▸ **About this exercise**
Below are the entries to work from; restate word for word the portion that opens with the line containing "positive clicks: (25, 53) (26, 48) (24, 57)" and closes with the line containing "box: [0, 2, 149, 131]", keeping both.

▸ **Provided data**

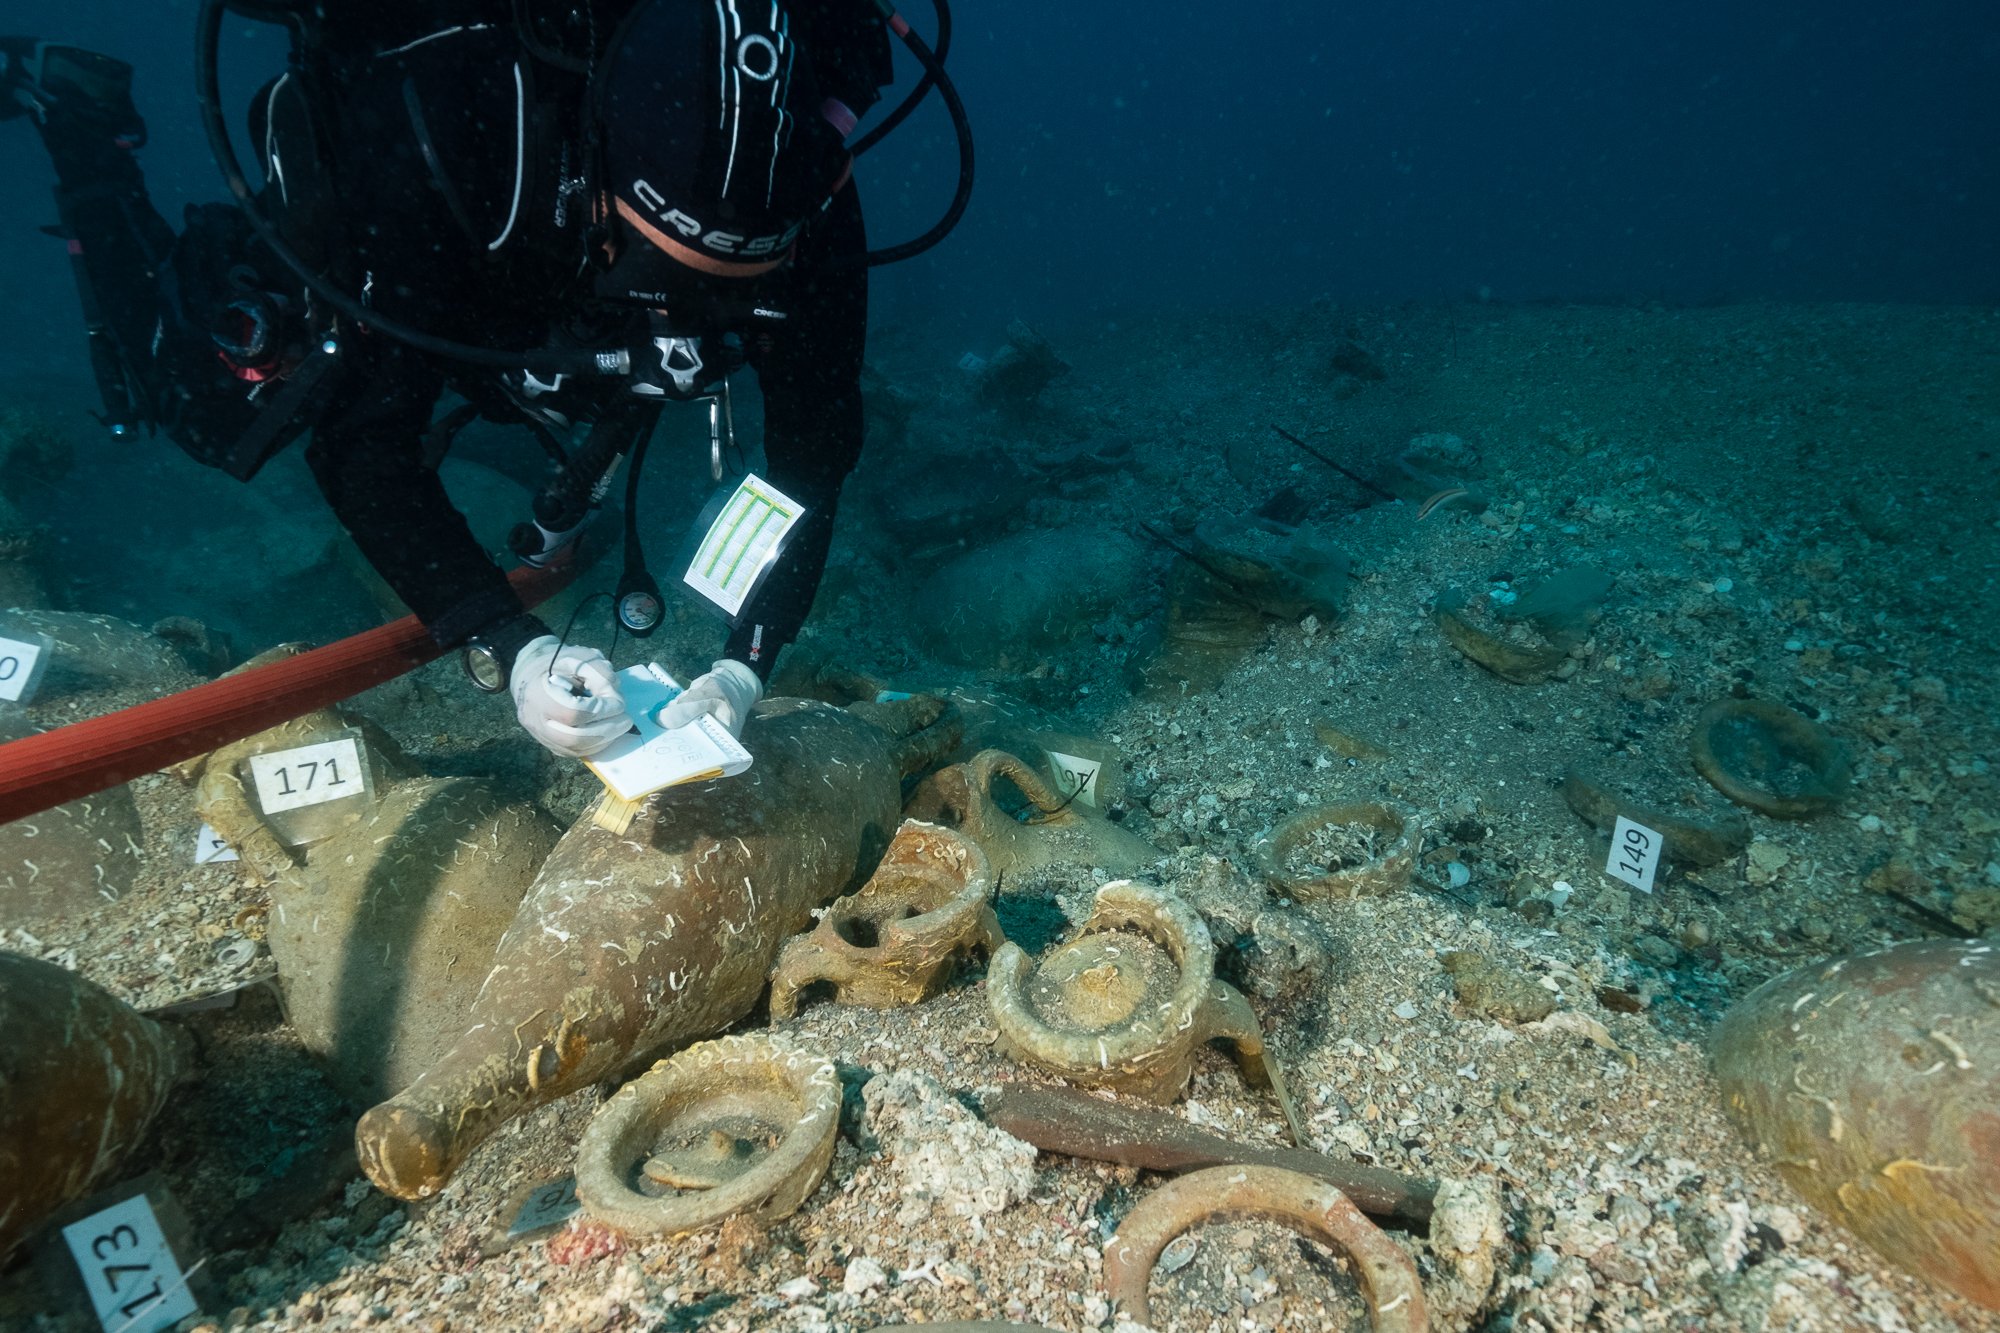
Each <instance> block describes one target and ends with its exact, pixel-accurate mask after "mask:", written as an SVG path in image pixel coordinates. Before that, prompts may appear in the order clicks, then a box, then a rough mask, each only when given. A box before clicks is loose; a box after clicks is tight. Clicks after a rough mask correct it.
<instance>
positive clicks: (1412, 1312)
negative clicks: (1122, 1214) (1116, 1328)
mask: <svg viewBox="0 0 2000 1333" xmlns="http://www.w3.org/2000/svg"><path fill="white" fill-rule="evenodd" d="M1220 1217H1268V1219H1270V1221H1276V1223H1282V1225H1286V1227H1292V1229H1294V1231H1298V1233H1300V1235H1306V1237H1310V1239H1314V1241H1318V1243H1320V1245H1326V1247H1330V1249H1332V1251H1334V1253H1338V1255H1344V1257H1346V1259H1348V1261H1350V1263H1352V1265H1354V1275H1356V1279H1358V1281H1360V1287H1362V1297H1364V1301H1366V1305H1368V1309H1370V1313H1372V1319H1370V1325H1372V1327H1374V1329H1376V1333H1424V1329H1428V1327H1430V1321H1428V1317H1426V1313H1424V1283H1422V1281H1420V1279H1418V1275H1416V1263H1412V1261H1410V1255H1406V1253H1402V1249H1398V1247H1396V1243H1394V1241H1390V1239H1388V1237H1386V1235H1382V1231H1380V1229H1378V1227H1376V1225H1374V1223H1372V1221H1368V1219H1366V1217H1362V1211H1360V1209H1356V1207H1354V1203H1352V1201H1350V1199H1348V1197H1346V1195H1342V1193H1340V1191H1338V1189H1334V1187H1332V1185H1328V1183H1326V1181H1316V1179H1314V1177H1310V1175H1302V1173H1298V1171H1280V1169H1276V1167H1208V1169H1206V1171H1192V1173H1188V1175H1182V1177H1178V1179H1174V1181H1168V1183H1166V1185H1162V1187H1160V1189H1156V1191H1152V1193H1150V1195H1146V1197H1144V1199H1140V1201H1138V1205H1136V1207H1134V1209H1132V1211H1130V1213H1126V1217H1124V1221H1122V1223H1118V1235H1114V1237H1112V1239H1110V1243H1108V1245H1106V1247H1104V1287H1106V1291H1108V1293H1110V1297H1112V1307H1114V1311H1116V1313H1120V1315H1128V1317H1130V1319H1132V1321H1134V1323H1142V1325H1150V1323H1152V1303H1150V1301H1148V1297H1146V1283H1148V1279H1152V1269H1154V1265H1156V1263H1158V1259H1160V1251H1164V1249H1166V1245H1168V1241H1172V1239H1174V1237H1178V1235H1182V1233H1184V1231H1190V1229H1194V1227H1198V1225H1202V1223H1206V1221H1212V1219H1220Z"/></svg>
==
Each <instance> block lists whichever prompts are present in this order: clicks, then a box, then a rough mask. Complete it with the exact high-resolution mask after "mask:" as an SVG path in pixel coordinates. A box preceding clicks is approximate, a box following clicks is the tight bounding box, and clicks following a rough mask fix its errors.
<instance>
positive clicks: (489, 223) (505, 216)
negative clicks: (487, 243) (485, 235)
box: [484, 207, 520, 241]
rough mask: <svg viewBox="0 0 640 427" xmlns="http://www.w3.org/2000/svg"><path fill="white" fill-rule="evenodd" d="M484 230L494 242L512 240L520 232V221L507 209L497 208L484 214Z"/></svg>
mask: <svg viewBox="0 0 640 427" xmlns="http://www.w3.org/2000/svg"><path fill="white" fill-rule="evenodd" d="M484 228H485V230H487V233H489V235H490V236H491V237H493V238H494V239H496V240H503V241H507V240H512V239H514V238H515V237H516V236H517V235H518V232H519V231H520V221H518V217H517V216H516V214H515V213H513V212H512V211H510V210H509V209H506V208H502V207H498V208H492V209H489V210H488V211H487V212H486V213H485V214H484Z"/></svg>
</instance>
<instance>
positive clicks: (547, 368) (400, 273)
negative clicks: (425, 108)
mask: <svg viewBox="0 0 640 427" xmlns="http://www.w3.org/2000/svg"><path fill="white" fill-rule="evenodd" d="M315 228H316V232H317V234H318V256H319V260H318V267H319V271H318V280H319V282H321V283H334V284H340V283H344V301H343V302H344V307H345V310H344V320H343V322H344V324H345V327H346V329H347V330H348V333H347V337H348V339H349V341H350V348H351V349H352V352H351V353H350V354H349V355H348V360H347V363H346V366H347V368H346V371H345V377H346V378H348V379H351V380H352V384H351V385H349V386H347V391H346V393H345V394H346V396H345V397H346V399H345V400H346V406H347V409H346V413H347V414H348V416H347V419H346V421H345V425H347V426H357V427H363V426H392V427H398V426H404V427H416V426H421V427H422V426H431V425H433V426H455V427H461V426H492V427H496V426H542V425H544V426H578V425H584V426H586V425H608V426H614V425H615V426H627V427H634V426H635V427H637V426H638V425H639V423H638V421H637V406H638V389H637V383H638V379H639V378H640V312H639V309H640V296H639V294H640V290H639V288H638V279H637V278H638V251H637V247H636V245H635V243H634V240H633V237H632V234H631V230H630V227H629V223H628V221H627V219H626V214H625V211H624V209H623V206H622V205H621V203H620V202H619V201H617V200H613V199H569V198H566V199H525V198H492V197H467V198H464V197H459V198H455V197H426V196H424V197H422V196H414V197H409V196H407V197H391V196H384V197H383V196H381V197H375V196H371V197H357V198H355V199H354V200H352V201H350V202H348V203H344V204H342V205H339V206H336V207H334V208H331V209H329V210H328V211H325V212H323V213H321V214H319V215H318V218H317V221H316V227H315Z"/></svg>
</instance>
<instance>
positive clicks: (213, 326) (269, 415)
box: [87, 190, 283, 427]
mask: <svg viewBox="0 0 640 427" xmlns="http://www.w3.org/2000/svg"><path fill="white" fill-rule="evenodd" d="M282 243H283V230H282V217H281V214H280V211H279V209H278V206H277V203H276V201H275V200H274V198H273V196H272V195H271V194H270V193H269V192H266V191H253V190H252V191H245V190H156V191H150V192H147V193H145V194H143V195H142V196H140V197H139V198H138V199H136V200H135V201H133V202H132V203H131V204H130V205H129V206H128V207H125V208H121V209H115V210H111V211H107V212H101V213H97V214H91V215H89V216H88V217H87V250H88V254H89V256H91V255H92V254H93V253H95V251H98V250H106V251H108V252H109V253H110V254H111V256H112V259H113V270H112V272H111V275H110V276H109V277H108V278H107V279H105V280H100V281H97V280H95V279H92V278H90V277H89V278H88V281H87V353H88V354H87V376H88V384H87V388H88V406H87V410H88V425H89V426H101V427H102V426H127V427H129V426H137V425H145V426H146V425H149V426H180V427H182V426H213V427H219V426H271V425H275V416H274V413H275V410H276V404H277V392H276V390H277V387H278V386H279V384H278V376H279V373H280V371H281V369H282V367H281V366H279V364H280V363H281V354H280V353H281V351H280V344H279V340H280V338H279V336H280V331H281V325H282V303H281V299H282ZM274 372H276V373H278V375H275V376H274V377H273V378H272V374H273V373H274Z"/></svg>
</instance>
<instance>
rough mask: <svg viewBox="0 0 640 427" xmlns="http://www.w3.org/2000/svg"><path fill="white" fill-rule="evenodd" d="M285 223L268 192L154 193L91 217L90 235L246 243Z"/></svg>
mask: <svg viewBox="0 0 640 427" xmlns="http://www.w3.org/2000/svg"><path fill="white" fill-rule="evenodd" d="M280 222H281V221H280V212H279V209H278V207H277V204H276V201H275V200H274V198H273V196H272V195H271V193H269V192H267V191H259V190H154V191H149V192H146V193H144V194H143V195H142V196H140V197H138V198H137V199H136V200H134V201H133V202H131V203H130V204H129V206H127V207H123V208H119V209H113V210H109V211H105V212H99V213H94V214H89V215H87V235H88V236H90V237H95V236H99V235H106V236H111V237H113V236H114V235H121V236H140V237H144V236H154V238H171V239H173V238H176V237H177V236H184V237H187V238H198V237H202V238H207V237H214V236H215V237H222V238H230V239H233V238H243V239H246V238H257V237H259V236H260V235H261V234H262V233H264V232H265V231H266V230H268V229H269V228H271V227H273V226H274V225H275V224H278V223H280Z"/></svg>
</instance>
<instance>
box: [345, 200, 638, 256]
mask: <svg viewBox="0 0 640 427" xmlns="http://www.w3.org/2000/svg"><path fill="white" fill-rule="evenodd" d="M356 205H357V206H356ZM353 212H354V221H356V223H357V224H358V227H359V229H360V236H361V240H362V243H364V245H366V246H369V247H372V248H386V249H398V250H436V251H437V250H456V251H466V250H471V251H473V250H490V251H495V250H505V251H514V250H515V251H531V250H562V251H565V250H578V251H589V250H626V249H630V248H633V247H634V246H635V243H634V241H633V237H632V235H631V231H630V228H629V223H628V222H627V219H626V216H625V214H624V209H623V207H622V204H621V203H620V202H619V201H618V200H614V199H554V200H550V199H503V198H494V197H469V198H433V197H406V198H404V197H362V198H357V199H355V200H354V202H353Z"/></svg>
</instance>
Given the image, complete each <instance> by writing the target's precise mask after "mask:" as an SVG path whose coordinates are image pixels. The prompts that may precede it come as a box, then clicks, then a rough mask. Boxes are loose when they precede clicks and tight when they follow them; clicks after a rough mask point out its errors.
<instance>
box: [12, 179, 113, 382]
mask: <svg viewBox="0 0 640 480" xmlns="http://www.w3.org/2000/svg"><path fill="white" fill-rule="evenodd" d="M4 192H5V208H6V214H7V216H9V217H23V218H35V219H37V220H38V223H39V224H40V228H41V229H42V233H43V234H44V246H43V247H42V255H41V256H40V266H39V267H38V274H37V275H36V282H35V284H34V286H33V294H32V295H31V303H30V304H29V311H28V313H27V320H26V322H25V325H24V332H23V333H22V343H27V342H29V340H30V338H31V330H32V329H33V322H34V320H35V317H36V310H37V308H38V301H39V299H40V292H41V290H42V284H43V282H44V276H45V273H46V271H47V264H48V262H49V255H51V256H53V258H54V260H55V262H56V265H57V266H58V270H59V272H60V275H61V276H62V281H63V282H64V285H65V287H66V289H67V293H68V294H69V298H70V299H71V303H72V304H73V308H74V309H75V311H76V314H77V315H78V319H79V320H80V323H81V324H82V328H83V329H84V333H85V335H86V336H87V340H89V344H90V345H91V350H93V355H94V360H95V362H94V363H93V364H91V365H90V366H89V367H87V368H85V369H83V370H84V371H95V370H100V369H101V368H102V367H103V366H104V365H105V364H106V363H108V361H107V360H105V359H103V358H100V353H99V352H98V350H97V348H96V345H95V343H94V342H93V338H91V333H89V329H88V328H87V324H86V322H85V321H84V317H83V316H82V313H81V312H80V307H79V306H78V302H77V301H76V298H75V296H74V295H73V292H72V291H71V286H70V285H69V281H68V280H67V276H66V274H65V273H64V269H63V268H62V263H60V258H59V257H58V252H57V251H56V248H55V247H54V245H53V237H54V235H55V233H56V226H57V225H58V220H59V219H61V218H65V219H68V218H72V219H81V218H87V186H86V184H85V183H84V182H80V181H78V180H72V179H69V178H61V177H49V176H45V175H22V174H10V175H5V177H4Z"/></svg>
---
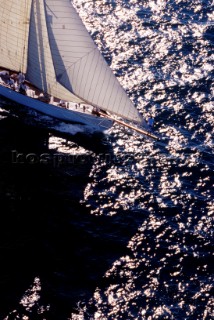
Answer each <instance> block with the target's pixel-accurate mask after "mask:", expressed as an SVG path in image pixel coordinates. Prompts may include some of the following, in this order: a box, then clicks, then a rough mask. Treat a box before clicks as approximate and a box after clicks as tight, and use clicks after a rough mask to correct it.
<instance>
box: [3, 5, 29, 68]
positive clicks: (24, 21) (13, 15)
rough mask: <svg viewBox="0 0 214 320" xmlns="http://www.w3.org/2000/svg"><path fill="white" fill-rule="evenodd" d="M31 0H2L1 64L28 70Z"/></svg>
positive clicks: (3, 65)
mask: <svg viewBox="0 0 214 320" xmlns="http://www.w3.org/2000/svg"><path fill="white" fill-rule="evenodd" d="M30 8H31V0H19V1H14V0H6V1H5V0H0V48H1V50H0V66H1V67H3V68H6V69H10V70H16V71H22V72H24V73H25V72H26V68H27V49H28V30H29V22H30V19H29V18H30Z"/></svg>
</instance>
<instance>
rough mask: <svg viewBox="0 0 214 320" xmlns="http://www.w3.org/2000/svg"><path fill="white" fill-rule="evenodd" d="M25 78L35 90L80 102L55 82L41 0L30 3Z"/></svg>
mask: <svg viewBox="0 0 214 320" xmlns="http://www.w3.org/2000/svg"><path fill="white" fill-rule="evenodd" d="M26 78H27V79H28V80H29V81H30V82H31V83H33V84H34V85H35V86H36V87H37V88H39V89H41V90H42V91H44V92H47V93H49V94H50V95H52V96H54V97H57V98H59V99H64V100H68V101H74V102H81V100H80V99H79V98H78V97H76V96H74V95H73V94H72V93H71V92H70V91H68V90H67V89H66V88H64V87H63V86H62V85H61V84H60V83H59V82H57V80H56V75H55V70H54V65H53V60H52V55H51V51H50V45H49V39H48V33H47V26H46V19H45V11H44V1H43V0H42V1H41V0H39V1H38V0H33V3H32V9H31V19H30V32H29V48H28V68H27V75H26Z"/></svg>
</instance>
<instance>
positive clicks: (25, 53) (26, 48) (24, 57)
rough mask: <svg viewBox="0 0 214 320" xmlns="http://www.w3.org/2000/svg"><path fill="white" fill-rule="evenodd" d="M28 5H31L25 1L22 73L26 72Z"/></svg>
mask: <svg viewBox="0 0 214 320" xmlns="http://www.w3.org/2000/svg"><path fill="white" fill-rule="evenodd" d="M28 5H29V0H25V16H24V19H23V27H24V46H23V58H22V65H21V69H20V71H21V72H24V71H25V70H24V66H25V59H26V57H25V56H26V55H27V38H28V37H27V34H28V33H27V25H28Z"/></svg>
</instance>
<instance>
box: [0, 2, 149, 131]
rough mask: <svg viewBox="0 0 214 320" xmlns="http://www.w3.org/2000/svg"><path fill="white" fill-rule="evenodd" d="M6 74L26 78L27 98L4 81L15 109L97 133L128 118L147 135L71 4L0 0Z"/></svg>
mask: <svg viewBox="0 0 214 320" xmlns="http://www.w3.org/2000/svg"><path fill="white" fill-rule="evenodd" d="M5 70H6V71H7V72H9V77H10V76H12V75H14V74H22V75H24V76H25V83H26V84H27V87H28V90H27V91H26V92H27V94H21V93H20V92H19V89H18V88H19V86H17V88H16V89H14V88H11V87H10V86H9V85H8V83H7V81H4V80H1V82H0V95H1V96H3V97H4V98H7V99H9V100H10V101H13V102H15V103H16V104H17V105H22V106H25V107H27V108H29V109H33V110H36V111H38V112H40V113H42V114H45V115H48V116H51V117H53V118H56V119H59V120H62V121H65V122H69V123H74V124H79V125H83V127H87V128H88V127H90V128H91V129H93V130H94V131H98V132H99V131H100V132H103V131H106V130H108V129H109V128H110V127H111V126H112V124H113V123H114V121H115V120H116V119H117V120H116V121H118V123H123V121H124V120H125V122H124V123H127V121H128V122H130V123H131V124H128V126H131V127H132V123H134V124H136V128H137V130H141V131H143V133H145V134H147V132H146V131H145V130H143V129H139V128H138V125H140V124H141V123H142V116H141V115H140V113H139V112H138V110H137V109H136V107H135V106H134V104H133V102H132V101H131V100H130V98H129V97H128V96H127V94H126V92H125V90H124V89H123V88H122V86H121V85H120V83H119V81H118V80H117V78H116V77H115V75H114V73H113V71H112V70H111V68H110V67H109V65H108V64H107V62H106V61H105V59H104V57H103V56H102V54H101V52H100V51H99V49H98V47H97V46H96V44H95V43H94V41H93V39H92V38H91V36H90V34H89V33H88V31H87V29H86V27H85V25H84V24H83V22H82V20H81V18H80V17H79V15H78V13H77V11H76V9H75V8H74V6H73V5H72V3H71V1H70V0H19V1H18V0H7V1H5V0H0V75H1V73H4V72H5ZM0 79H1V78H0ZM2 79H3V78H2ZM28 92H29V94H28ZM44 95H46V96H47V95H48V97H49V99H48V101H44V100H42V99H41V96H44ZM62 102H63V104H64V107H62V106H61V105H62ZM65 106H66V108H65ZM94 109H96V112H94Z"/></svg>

▸ **Response to the exercise**
positive clicks: (25, 53) (26, 48) (24, 57)
rough mask: <svg viewBox="0 0 214 320" xmlns="http://www.w3.org/2000/svg"><path fill="white" fill-rule="evenodd" d="M28 5H31L25 1L22 73L26 72Z"/></svg>
mask: <svg viewBox="0 0 214 320" xmlns="http://www.w3.org/2000/svg"><path fill="white" fill-rule="evenodd" d="M28 5H29V0H25V16H24V19H23V27H24V46H23V58H22V65H21V69H20V71H21V72H24V71H25V70H24V66H25V59H26V57H25V56H26V55H27V38H28V37H27V34H28V33H27V25H28Z"/></svg>
</instance>
<instance>
box: [0, 2, 149, 131]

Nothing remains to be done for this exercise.